Directions:
[1] In the article on Jimi Hendrix and Jimmy Cliff, which club hosted the January 14, 1967 show where they shared a stage?
[2] Pick up the article on Jimi Hendrix and Jimmy Cliff after its final line and keep writing.

Jimi Hendrix and Jimmy Cliff were artistes from entirely different worlds living in London during the Swinging Sixties. One was a psychedelic bluesman, the other a ska and rocksteady act. Today is the 50th anniversary of Hendrix’ death. The man considered the greatest guitarist in pop music died in London at age 27 from a drug overdose. Born in Seattle, Washington, Hendrix cut his teeth playing with acts like King Curtis and The Isley Brothers. But it was in the racially and musically tolerant United Kingdom that he got his break. He moved there in late 1966 around the same time Cliff, a former child star, went to the UK and signed with Island Records.

On January 14 1967, Hendrix’ band The Experience shared the stage with Cliff at the Beachcomber Club in Nottingham. Cliff was backed by The Shakedown Sound.

He remembered the show in a 2012 interview with Reggaeville.com.

“There’s a picture of Jimi Hendrix in the reception area of this hotel. Tell me about meeting Jimi Hendrix in Britain for the first time…”

Extracted data entries:
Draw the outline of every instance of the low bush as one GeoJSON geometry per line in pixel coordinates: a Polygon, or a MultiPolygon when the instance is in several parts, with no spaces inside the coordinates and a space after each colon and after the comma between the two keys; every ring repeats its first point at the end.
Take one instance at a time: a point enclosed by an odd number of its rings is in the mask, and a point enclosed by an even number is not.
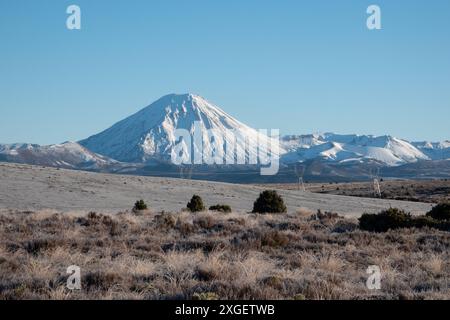
{"type": "Polygon", "coordinates": [[[411,215],[397,208],[390,208],[379,214],[363,214],[359,218],[359,227],[362,230],[373,232],[386,232],[390,229],[410,227],[411,215]]]}
{"type": "Polygon", "coordinates": [[[217,212],[223,212],[223,213],[230,213],[231,207],[227,204],[216,204],[215,206],[209,207],[210,211],[217,211],[217,212]]]}
{"type": "Polygon", "coordinates": [[[253,204],[253,213],[285,213],[286,211],[283,198],[275,190],[261,192],[253,204]]]}
{"type": "Polygon", "coordinates": [[[142,211],[147,210],[147,204],[144,202],[144,200],[136,201],[133,207],[133,211],[142,211]]]}
{"type": "Polygon", "coordinates": [[[359,227],[372,232],[386,232],[400,228],[434,228],[450,231],[450,221],[438,220],[428,214],[414,217],[403,210],[390,208],[379,214],[363,214],[359,218],[359,227]]]}
{"type": "Polygon", "coordinates": [[[203,204],[203,200],[200,196],[197,195],[194,195],[192,197],[191,201],[189,201],[189,203],[187,204],[187,208],[191,212],[205,211],[205,205],[203,204]]]}
{"type": "Polygon", "coordinates": [[[433,207],[427,216],[436,220],[450,220],[450,202],[440,203],[433,207]]]}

Responses by task:
[1] The Beachcomber Club in Nottingham.

[2]
“I used to play the clubs. I think I was playing in Nottingham. A week before my gig they asked me, ‘Y’know there’s this new guitarist… do you mind if he opens for you?’ It wasn’t like a real opener because I used to do two sets so they said, ‘Do you mind if he does one set in between your two?’ I didn’t mind, I didn’t know him, but when he came to the club I had just finished my first set so when I came off he came to me and said, ‘What’s the name of your your band, man?’ I said, ‘Jimmy Cliff and the Shakedown Sounds’. He said ‘Maaaaan… you can sing! I can’t sing. I can just play my guitar’ (laughs). Apparently, he didn’t have all that much confidence in his singing! But then he went on and he tore the place up! After that we became pretty close. Every time we were coming back from a gig up north or down south, we’d stop at (a) café and talk about how our gigs went and how things were going. He was one of the kindest people you could ever find,” said Cliff.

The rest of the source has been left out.